> Exercise description:
Rewrite the records below as a two-column CSV with the header row "prompt" and "response". Give one row per record, putting its text and its answer each in a single quoted field, with line breaks replaced by spaces.

> Records for this task:
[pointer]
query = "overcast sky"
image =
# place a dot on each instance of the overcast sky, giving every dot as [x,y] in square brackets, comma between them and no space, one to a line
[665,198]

> Full output:
prompt,response
"[pointer] query = ""overcast sky"" image = # place a dot on each instance of the overcast sky, giving every dot as [x,y] in square brackets, comma between them and no space, one to a line","[665,198]"